BEGIN RECORDED DATA

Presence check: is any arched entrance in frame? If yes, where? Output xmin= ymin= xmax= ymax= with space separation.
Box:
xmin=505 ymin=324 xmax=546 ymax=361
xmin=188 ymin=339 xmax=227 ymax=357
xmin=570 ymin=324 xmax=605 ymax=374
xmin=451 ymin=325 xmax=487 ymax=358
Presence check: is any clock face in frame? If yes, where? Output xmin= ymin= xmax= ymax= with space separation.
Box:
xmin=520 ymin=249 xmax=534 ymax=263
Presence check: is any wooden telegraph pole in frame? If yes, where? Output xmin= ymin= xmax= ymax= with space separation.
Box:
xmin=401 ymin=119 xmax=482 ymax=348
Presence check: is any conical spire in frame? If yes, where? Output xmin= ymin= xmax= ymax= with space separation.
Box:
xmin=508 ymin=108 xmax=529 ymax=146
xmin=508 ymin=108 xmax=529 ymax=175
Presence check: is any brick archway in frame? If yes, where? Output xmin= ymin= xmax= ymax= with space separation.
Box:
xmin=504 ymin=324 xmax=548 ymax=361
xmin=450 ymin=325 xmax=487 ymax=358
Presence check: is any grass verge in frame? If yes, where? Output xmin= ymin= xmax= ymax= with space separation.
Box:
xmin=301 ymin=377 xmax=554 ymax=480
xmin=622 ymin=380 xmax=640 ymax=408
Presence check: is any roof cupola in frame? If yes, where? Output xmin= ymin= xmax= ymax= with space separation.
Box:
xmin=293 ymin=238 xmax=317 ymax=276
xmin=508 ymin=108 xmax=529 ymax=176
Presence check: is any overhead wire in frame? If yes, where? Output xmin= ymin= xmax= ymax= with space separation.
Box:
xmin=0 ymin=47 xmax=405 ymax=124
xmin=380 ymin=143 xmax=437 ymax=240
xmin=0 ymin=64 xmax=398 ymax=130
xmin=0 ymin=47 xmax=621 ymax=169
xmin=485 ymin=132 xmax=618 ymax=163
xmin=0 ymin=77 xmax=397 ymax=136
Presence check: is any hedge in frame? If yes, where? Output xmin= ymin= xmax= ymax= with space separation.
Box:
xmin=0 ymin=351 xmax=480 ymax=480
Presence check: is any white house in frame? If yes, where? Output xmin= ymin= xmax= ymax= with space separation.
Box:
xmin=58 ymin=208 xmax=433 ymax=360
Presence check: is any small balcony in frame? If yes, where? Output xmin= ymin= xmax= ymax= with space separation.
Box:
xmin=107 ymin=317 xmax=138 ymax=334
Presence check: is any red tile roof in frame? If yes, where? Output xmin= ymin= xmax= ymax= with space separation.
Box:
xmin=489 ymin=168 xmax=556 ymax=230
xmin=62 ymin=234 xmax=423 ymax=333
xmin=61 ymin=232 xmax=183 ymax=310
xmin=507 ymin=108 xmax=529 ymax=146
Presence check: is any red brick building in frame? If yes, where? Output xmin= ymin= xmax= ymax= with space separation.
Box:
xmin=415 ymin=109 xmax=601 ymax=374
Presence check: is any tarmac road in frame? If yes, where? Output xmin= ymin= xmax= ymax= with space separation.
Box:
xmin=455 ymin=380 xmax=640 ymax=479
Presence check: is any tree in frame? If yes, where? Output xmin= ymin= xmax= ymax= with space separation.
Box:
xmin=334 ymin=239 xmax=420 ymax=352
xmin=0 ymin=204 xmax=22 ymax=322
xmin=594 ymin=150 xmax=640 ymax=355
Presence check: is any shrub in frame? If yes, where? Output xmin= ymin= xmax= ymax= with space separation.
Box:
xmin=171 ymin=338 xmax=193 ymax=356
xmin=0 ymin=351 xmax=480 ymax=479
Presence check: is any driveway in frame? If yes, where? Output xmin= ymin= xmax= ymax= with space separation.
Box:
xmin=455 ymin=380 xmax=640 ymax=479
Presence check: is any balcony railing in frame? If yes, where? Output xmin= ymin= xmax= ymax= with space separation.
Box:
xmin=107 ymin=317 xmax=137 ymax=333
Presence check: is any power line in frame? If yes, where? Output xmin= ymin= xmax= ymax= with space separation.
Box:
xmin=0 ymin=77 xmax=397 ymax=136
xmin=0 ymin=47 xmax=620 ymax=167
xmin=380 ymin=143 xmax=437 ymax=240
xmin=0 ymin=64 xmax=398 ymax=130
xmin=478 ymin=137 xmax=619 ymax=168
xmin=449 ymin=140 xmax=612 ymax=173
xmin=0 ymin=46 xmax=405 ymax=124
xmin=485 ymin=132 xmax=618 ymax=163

END RECORDED DATA

EXERCISE DIRECTIONS: Repeat word for word from the line holding "Presence check: is any balcony" down to the last line above, including both.

THE ANSWER:
Presence check: is any balcony railing in frame? If yes, where? Output xmin= ymin= xmax= ymax= with space separation.
Box:
xmin=107 ymin=317 xmax=137 ymax=333
Presence check: is any power line in frame? If yes, where? Output xmin= ymin= xmax= ymax= with space separation.
Box:
xmin=0 ymin=77 xmax=397 ymax=136
xmin=0 ymin=47 xmax=620 ymax=167
xmin=380 ymin=143 xmax=437 ymax=240
xmin=0 ymin=64 xmax=398 ymax=130
xmin=478 ymin=137 xmax=619 ymax=168
xmin=449 ymin=140 xmax=612 ymax=173
xmin=0 ymin=46 xmax=405 ymax=124
xmin=485 ymin=132 xmax=618 ymax=163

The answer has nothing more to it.